Provided passage –
+ + + + +

Thanks everyone for the input. I didn't tell my husband because I didn't want any trouble. He knows the guy has been flirting with me and I've been telling him everything else. This also has me wondering how many others he's hit on. There aren't many women in this program, so I can't really gather information.

I'm not used to being flirted with so when I hear comments I tend to let it roll off of my shoulders. I don't respond, and I walk away. Sometimes comments catch me so off guard that I don't know how to respond. It's kind of like when you think of a great comeback an hour later and you beat yourself up because you should have thought of that. 

Anyway now I'm on my guard for anything else. I'm lying low and avoiding this guy. If there is a next time I will make it very clear for him to back off.


----------



## sinnister (Dec 5, 2010)

WTF??!!

So this guy goes out of his way to help you, uses his well earned connections to get you work and you repy him by having morals!!!!

You did well to tell your husband OP. And avoiding him is a good plan. He's a loser.


----------



## VermisciousKnid (Dec 27, 2011)

Would having a VAR in the OP's pocket be helpful? It's one thing to report his comment to HR. It's another to bring them a recording.


----------



## 45188 (Sep 13, 2012)

Proud of you bons! You did just right!


----------



## Entropy3000 (May 11, 2011)

+ + + + +

(Pointing dataset excerpts)

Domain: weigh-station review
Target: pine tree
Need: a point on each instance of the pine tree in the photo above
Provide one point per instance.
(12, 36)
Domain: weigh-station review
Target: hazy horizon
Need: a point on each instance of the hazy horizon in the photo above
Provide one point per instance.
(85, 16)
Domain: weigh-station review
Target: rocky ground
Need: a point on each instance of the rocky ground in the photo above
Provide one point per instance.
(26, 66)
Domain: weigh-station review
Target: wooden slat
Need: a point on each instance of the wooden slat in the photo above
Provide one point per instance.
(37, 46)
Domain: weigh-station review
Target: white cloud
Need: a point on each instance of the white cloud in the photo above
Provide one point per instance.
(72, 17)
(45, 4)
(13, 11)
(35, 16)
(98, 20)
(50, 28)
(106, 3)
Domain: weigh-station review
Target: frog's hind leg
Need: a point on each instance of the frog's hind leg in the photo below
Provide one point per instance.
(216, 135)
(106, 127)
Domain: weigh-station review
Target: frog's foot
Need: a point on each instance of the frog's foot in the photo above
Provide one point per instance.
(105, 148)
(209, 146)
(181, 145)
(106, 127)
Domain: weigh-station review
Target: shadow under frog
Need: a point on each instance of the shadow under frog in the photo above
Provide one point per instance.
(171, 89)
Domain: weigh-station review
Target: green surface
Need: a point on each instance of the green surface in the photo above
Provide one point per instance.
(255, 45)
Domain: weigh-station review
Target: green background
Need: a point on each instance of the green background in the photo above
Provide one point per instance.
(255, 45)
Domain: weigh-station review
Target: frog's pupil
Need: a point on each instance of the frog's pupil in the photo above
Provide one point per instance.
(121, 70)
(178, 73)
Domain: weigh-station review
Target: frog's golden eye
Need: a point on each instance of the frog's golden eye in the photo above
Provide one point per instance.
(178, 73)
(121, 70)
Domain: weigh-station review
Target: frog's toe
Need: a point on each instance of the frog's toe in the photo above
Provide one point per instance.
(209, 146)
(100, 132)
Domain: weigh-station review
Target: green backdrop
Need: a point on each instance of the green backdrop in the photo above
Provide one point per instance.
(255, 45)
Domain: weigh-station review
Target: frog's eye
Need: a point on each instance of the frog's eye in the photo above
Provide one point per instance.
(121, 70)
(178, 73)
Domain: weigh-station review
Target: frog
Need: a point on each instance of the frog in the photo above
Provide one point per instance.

+ + + + +

Copy out the forum thread about unwanted flirting word for word, in full.

Solution to this task –
Thanks everyone for the input. I didn't tell my husband because I didn't want any trouble. He knows the guy has been flirting with me and I've been telling him everything else. This also has me wondering how many others he's hit on. There aren't many women in this program, so I can't really gather information.

I'm not used to being flirted with so when I hear comments I tend to let it roll off of my shoulders. I don't respond, and I walk away. Sometimes comments catch me so off guard that I don't know how to respond. It's kind of like when you think of a great comeback an hour later and you beat yourself up because you should have thought of that. 

Anyway now I'm on my guard for anything else. I'm lying low and avoiding this guy. If there is a next time I will make it very clear for him to back off.


----------



## sinnister (Dec 5, 2010)

WTF??!!

So this guy goes out of his way to help you, uses his well earned connections to get you work and you repy him by having morals!!!!

You did well to tell your husband OP. And avoiding him is a good plan. He's a loser.


----------



## VermisciousKnid (Dec 27, 2011)

Would having a VAR in the OP's pocket be helpful? It's one thing to report his comment to HR. It's another to bring them a recording.


----------



## 45188 (Sep 13, 2012)

Proud of you bons! You did just right!


----------



## Entropy3000 (May 11, 2011)